___ Reading text ___
UNITED STATES DISTRICT COURT FOR THE DISTRICT OF KANSAS
Nov 1, 2012
CRIMINAL ACTION No. 12-20006-01-KHV (D. Kan. Nov. 1, 2012)

Opinion

CRIMINAL ACTION No. 12-20006-01-KHV

11-01-2012

UNITED STATES OF AMERICA, Plaintiff, v. OSCAR CALVIN, III, Defendant.


MEMORANDUM AND ORDER

On October 9, 2012, the Court held a hearing on pro se defendant's Motion To Dismiss Indictment (Doc. #59) filed September 11, 2012 and Motion To Suppress (Doc. #67) filed September 19, 2012. The Court took the motions under advisement and granted defendant's request to file additional material in support of his motions. Defendant filed an additional Motion To Suppress (Doc. #77) on October 16, 2012 and a Motion To Dismiss Indictment (Doc. #81) on October 22, 2012. After thoroughly considering the evidence and the parties' arguments, the Court finds that defendant's motions to suppress should be sustained in part and that his motions to dismiss should be overruled.
___ Data to examine ___
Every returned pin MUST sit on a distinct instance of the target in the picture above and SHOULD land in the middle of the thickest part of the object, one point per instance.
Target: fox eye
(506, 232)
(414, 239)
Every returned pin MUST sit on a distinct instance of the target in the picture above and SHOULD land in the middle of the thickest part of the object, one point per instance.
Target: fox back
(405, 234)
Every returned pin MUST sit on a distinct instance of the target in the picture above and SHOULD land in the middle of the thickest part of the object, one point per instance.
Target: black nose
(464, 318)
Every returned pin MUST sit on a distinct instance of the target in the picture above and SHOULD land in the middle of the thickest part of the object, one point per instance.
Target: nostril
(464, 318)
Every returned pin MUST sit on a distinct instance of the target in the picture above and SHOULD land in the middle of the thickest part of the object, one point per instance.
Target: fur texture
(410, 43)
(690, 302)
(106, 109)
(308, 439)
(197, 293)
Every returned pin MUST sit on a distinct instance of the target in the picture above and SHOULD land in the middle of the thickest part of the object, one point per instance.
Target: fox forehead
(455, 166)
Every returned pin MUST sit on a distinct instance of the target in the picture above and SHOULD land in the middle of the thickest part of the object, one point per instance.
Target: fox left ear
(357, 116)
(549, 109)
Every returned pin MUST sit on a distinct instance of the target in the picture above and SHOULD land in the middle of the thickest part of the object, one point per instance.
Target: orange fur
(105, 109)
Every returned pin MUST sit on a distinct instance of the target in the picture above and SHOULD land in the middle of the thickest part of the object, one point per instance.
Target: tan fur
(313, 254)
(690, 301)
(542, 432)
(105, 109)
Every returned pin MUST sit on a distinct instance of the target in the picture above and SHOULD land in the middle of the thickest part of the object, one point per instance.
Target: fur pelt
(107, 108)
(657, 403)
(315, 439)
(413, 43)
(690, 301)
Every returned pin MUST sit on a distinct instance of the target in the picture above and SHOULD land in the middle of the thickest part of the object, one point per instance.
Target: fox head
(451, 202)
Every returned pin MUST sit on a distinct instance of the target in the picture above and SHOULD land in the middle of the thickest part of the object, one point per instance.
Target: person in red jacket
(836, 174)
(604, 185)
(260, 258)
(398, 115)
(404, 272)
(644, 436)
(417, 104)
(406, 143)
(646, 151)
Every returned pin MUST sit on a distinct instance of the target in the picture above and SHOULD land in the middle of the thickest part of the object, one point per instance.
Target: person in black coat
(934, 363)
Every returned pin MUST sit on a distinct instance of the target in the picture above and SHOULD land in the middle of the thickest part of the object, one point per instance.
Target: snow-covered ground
___
**Your tasks**
A: Translate this sentence from the memorandum and order into Spanish: "The Court took the motions under advisement and granted defendant's request to file additional material in support of his motions."
B: Carry on the memorandum and order on the defendant's motions to suppress and dismiss, starting after its last sentence.

**Results in order**
A: El Tribunal tomó las mociones en consideración y concedió la solicitud del acusado de presentar material adicional en apoyo de sus mociones.

B:
Defendant has asserted his right to represent himself. Jacquelyn Rokusek served as standby counsel at the hearing on October 9, 2012.

Facts

The Court makes the following factual findings based on the record of hearings on May 18 and May 23, 2012, before Judge John W. Lungstrum and on the hearing before the undersigned judge on October 9, 2012.

On January 10, 2012, Officer Eckel of the Kansas City, Kansas Police Department was patrolling in the area of 12th Street and Quindaro Boulevard. He stopped a 2001 Ford Taurus for violation of the municipal window tint ordinance. Officer Eckel determined that the driver, Oscar Calvin, III, had a suspended driver's license and no insurance, and arrested him.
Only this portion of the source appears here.